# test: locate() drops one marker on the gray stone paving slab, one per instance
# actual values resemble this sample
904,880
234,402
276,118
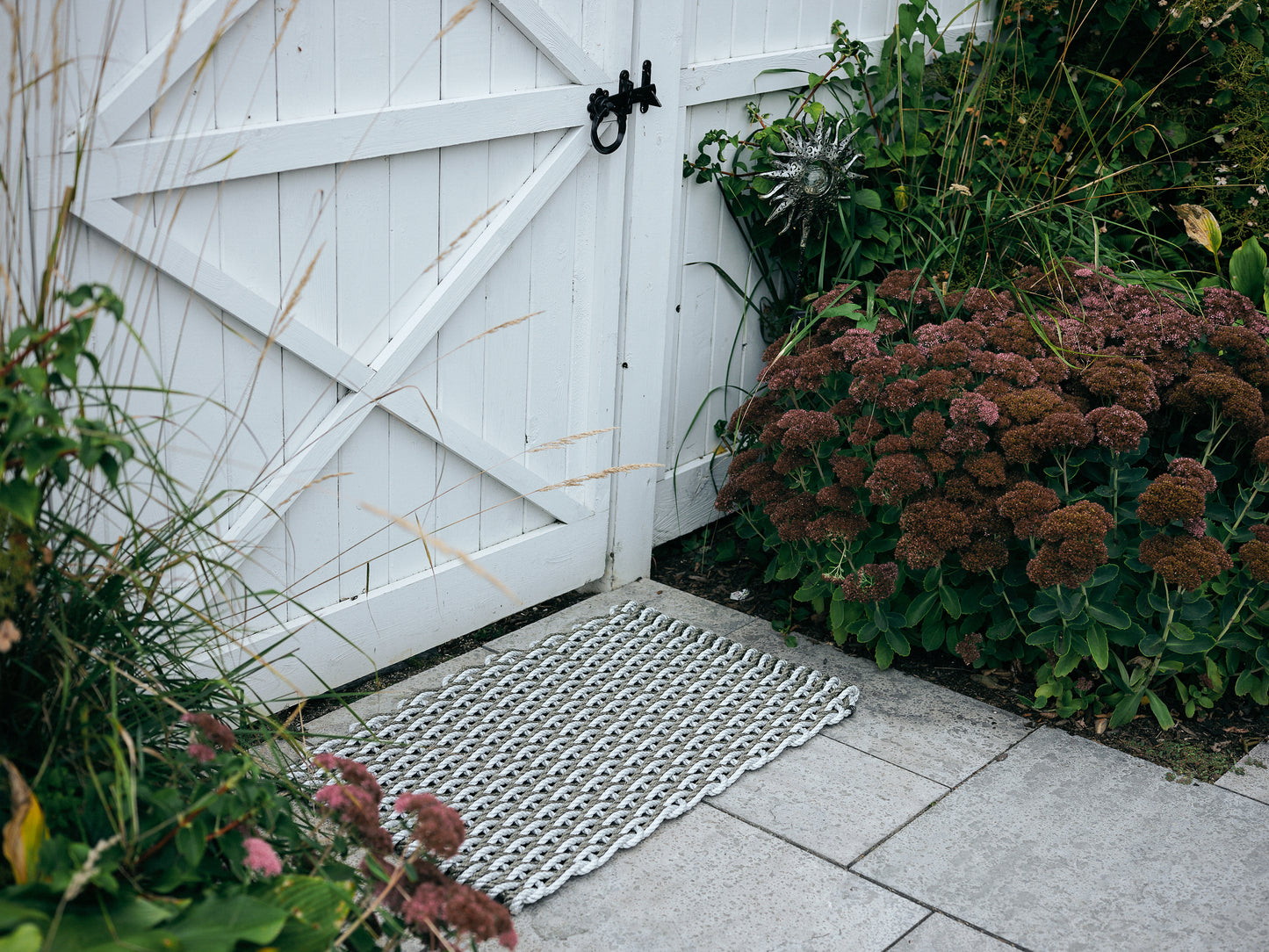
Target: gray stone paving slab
1072,847
385,701
709,881
1254,778
919,726
941,934
829,798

___

- **Task to carry out**
Copy all of the items above word for word, leaving out the pictures.

- **Task solution**
# test: locate() drops one marker on the gray stone paving slab, one per instance
# actual values resemble this sample
904,880
234,402
276,118
Target: gray stone paving slab
1072,847
385,701
709,881
1254,778
919,726
941,934
829,798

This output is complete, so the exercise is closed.